TEXT UNDER STUDY Start Marker
Decontaminating patients did not reduce bloodstream infections
A large proportion of patients who remain in ICUs for more than a few days develop hospital-acquired infections, including bloodstream infections. Indwelling urinary or venous catheters, gut translocation, aspiration and impaired host defenses can all be causative.
Bloodstream infection incidence has been reduced over time, but remains persistently ineradicable. One enticing method of prevention has been to "decontaminate" patients by cleaning their mouths or bodies with chlorhexidine, or with a gastrointestinal antibiotic delivered into the mouth or via enteral tube.
This was recently tried among 8,665 mechanically ventilated patients in 13 European ICUs with high rates of multidrug resistant gram-negative bacteremia. The ICUs (not the patients) were randomized to either usual care (chlorhexidine body washes), chlorhexidine mouthwash, antibiotic mouthpaste (colistin, tobramycin, nystatin), or gastrointestinal suspension (same antibiotics).
After six months, there were no statistically significant differences between groups in bloodstream infections with drug resistant bacteria. There was a tendency toward reduced risk with the gastrointestinal mouthpaste and suspension.
The study contrasted with previous work in the Netherlands showing reduction in infection rates with selective gut decontamination.
TEXT UNDER STUDY End Marker
PROVIDED INFORMATION Start Marker
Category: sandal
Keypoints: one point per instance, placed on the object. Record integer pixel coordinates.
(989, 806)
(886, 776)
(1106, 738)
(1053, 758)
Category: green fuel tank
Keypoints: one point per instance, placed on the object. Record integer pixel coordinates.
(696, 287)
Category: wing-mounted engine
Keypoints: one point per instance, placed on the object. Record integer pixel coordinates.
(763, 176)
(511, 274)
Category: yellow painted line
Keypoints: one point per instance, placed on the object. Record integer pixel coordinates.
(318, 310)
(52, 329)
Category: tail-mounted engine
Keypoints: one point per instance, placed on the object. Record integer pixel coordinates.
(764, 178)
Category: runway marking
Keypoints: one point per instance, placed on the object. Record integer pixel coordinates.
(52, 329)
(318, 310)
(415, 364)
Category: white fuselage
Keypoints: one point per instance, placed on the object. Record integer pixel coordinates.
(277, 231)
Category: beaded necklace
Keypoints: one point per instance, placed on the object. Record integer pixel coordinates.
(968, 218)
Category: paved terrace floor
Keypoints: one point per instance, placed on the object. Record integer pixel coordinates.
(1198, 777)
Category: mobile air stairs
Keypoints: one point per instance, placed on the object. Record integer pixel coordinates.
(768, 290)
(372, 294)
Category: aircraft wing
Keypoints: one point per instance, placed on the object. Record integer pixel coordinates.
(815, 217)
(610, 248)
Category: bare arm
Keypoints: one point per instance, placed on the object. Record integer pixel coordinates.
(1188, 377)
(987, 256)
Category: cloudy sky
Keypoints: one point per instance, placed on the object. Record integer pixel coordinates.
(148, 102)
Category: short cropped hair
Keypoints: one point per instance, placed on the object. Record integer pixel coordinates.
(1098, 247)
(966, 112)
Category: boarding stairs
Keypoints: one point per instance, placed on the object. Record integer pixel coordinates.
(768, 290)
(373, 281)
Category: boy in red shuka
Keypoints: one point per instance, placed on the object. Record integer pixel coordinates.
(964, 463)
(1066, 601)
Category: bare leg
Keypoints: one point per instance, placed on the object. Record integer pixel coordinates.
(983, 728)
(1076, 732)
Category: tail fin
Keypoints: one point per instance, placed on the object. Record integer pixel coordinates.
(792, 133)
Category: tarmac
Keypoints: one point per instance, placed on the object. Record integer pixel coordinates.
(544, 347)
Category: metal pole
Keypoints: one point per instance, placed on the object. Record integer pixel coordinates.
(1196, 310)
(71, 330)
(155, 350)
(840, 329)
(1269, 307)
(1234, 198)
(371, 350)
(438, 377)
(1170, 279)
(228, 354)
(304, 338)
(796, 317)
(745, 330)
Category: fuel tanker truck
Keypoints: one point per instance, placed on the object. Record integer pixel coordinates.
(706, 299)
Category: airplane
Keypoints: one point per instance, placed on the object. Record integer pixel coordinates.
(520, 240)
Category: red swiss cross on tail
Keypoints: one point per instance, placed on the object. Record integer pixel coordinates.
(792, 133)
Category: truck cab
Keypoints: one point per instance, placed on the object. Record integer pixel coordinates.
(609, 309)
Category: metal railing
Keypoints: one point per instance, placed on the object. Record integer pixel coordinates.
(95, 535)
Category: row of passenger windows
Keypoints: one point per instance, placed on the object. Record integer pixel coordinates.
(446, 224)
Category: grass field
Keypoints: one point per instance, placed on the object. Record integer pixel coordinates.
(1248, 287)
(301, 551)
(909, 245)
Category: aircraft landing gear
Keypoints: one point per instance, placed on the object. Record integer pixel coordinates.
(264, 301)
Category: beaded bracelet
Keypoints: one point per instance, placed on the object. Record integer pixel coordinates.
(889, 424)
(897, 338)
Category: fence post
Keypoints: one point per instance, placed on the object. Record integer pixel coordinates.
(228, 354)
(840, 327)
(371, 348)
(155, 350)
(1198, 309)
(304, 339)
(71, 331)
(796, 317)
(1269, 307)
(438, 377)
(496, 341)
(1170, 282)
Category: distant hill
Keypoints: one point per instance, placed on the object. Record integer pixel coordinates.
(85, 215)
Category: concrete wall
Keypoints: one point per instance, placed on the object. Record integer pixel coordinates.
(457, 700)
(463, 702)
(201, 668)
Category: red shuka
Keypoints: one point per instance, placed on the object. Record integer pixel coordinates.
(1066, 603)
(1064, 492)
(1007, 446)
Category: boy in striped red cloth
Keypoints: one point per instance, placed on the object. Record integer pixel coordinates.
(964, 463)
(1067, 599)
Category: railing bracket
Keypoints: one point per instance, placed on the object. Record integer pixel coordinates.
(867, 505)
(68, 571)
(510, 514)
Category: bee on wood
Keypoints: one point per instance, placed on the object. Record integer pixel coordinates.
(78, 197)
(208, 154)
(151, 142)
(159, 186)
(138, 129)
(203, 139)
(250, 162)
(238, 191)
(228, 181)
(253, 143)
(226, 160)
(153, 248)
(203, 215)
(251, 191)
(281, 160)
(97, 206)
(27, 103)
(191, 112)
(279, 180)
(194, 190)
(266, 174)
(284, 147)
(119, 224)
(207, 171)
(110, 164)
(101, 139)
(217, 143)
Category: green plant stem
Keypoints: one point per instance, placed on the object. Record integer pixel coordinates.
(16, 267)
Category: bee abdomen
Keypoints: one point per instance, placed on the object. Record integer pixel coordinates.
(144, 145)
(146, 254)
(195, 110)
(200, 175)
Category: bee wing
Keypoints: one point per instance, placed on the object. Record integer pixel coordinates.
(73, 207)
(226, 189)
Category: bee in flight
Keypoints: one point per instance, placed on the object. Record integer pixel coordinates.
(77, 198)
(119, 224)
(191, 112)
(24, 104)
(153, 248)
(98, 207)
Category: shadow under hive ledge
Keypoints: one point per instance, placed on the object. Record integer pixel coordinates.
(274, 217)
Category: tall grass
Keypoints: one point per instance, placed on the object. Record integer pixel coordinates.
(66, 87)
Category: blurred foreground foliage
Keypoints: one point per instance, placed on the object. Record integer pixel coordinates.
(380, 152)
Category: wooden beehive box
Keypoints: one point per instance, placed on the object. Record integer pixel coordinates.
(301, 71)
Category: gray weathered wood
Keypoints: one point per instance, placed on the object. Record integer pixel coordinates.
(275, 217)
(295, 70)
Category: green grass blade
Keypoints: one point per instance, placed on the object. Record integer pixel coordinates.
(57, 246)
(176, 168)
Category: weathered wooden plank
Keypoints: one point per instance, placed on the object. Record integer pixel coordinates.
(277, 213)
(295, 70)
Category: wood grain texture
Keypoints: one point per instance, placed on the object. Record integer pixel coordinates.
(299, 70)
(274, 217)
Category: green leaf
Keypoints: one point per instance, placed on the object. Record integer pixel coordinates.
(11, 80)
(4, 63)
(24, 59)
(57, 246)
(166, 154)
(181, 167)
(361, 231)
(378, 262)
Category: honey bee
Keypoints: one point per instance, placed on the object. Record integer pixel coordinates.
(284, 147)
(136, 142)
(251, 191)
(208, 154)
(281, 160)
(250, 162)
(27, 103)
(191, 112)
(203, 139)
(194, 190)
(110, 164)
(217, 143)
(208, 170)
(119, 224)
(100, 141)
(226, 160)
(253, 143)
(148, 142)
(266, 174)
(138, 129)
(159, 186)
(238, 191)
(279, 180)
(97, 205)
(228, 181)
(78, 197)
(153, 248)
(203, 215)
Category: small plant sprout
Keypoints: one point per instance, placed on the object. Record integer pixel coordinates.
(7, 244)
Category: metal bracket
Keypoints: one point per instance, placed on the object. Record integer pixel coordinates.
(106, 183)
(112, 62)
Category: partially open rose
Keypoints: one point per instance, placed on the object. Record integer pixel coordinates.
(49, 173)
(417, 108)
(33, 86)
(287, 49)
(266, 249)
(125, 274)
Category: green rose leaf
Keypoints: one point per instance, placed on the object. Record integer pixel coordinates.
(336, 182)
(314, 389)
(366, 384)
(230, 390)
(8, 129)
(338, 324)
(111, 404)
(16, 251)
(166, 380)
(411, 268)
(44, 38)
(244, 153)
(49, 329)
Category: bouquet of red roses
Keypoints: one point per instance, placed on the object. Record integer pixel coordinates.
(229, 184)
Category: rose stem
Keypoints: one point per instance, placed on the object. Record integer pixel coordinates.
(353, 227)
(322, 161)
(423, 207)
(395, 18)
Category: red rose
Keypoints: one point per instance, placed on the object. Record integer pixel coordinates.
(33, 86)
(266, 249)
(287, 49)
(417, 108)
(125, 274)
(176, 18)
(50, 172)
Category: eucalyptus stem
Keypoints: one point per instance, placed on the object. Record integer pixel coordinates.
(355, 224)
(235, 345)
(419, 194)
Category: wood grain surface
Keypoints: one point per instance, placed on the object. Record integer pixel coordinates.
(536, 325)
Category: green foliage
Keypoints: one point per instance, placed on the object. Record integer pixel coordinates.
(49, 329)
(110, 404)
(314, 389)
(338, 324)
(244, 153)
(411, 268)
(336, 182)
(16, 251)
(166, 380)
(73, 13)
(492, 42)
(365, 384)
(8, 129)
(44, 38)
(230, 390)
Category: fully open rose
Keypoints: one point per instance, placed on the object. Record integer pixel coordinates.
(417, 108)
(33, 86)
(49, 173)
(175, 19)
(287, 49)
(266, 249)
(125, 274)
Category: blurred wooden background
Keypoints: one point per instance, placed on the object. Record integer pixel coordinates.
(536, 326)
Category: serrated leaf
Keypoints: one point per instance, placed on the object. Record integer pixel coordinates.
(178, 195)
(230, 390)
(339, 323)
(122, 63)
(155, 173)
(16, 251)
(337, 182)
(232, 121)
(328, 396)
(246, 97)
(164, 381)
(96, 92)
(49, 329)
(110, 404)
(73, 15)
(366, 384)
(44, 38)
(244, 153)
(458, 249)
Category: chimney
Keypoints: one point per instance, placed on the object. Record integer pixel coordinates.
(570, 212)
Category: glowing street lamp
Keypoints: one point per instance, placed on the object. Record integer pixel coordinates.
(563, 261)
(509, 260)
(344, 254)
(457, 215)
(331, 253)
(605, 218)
PROVIDED INFORMATION End Marker
• **PROBLEM SET**
**a)** Answer from the passage on patient decontamination:
(i) How many patients took part in the trial?
(ii) Which antibiotics did the mouthpaste contain?
(iii) In which country did earlier work find lower infection rates with selective gut decontamination?
**b)** Go on with the passage on patient decontamination, starting after its final sentence.
The listing comes from a different source than the passage on patient decontamination.

• **ANSWERS TO THE EXERCISE**
**a)**
(i) 8,665 mechanically ventilated patients
(ii) Colistin, tobramycin and nystatin
(iii) The Netherlands

**b)**
In the U.S., chlorhexidine mouthwash is a standard component of so called "VAP bundles," but as with the other common-sense bundle elements (e.g., head-of-bed elevation), there is little to no evidence for chlorhexidine's efficacy. Reductions in reported rates of VAP should invite some healthy skepticism, as they are influenced by hospitals' financial disincentives to report VAP, which prompted a frustrated CDC to invent a strange new epidemiologic entity, "ventilator-associated events," according to criteria that have low or no utility clinically or epidemiologically.
Interestingly, indiscriminate use of intravenous broad spectrum antibiotics, given to all mechanically ventilated ICU patients shortly after arrival, has consistently been shown to reduce rates of ventilator associated pneumonia and mortality, in randomized trials and a meta-analysis. This strategy has not been implemented widely, due to concerns about instigating antibiotic resistance on a massive scale.